> Textauszug
━━━
Informationstechnik. - Die Arbeitsspeicher von Computern funktionieren nur, wenn Strom fließt. Jede kurze Unterbrechung löscht das Rechnergedächtnis. Ein deutsch-französisches Forscherteam lotet daher die Möglichkeiten dauerhaft speichernder Chips aus.

Von Frank Grotelüschen |
    Florian Kronast läuft eine Metalltreppe hoch. Oben, auf der Galerie, bleibt der Physiker stehen und zeigt auf Dutzende von Versuchsaufbauten, die sich wie zusammengewürfelt in der großen, kreisrunden Halle drängen.

    "Jetzt sind wir im Elektronen-Speicherring Bessy-2. Wird auch gern als hellste Lampe Berlins bezeichnet. Eine sehr helle und sehr gut fokussierte Röntgenlampe."

    Im Zentrum der Halle steckt ein Beschleunigerring mit 240 Metern Umfang. In ihm kreisen Elektronen nahezu mit Lichtgeschwindigkeit und erzeugen einen Röntgenstrahl – extrem stark und gebündelt wie Laserlicht. Kronast macht Halt vor einem der Versuchsaufbauten: ein Gewirr aus Metallröhren und -zylindern, Kabeln, Anzeigegeräten und ...

    "Damit kann man sozusagen den Fingerabdruck der Materialien bekommen, die in der Probe enthalten sind."

    Mit diesem Röntgenmikroskop hat Kronast unlängst ein besonderes Material unter die Lupe genommen. Jetzt steckt die Probe in einem Plastiktütchen.

    "Da ist Granulat drin, damit die Probe auf keinen Fall feucht wird. Und hier ist ein kleiner Zylinder, in dem liegt die Probe. Das ist ein kleines Plättchen, ungefähr vier Mal vier Millimeter groß. Schimmert metallisch."

    Das Plättchen ist eine Art Nano-Sandwich. Außen zwei Magnetschichten, in der Mitte eine nanometerfeine Schicht aus einem Material namens Bariumtitanat. Dieses Sandwich könnte hochinteressant sein für die Computer von übermorgen, sagt Sergio Valencia. Ebenso wie Kronast arbeitet er am Helmholtz-Zentrum Berlin für Materialien und Energie.

    "Damit könnte man Bauteile schaffen, die mit der heutigen Elektronik nur schlecht zu machen sind. Zum Beispiel einen Speicherchip, der im Gegensatz zu den heutigen Chips seinen Inhalt nicht vergisst."
━━━
> Die Daten
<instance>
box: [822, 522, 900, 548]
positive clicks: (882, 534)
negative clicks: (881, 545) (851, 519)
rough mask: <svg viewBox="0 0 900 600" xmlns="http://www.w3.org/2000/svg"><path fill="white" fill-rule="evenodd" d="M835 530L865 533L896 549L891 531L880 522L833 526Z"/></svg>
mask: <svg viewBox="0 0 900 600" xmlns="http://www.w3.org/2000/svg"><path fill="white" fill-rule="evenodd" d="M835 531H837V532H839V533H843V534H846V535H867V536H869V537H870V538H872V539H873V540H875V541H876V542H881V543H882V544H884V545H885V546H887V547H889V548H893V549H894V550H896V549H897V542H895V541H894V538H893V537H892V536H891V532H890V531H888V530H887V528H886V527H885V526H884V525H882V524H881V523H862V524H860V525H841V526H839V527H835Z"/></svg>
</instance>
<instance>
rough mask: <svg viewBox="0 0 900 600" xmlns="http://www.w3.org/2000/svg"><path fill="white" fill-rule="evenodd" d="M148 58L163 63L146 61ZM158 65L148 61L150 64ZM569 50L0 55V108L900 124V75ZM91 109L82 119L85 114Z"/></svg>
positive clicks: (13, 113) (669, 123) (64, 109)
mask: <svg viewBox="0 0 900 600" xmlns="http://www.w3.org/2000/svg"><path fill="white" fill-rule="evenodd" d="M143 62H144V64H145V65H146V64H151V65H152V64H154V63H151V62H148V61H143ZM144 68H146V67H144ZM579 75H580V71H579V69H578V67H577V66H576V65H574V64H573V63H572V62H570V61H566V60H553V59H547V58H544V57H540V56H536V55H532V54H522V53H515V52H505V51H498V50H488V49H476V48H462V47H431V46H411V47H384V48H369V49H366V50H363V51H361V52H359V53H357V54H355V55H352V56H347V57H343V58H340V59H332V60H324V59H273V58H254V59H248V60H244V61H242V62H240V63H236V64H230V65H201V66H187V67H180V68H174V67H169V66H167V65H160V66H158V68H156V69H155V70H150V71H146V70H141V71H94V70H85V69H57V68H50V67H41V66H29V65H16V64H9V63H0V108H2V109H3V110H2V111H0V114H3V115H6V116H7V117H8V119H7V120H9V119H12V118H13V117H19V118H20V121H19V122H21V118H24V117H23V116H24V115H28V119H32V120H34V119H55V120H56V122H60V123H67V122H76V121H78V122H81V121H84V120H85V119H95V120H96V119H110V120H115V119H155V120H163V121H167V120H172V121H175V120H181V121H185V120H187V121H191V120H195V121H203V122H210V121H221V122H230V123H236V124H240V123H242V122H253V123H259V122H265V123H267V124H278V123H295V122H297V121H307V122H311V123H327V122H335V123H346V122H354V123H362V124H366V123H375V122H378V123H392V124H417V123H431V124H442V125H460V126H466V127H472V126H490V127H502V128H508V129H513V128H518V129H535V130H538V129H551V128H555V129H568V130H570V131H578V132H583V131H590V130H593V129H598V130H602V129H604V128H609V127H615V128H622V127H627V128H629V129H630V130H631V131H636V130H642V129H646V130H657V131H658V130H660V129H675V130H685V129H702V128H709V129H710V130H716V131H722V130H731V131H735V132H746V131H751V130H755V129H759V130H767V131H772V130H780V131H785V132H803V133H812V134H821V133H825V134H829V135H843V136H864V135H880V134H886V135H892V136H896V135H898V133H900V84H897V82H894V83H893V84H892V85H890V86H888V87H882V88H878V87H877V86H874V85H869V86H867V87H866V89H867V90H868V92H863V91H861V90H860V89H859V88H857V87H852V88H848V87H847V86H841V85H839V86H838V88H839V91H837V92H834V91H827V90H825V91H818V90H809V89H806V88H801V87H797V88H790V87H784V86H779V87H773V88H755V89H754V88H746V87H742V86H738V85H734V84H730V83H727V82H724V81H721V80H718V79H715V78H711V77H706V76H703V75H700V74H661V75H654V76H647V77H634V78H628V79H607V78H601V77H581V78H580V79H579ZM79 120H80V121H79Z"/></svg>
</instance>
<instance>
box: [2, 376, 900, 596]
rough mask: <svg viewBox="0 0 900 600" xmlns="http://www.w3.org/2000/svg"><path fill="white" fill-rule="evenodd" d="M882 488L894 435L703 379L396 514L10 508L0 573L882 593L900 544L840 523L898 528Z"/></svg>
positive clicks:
━━━
> Deine Aufgaben
- a) Schreibe aus dem Textauszug die Stelle zwischen „Im Zentrum der“ und „in einem Plastiktütchen.“ einschließlich wörtlich ab.
- b) Nenne alle Personen, die im Textauszug mit Vor- und Nachnamen vorkommen.
Für die Aufgaben braucht man die Zeilen nicht.

> Erwartete Ergebnisse
- a)
Im Zentrum der Halle steckt ein Beschleunigerring mit 240 Metern Umfang. In ihm kreisen Elektronen nahezu mit Lichtgeschwindigkeit und erzeugen einen Röntgenstrahl – extrem stark und gebündelt wie Laserlicht. Kronast macht Halt vor einem der Versuchsaufbauten: ein Gewirr aus Metallröhren und -zylindern, Kabeln, Anzeigegeräten und ...

    "Damit kann man sozusagen den Fingerabdruck der Materialien bekommen, die in der Probe enthalten sind."

    Mit diesem Röntgenmikroskop hat Kronast unlängst ein besonderes Material unter die Lupe genommen. Jetzt steckt die Probe in einem Plastiktütchen.

- b) Frank Grotelüschen, Florian Kronast, Sergio Valencia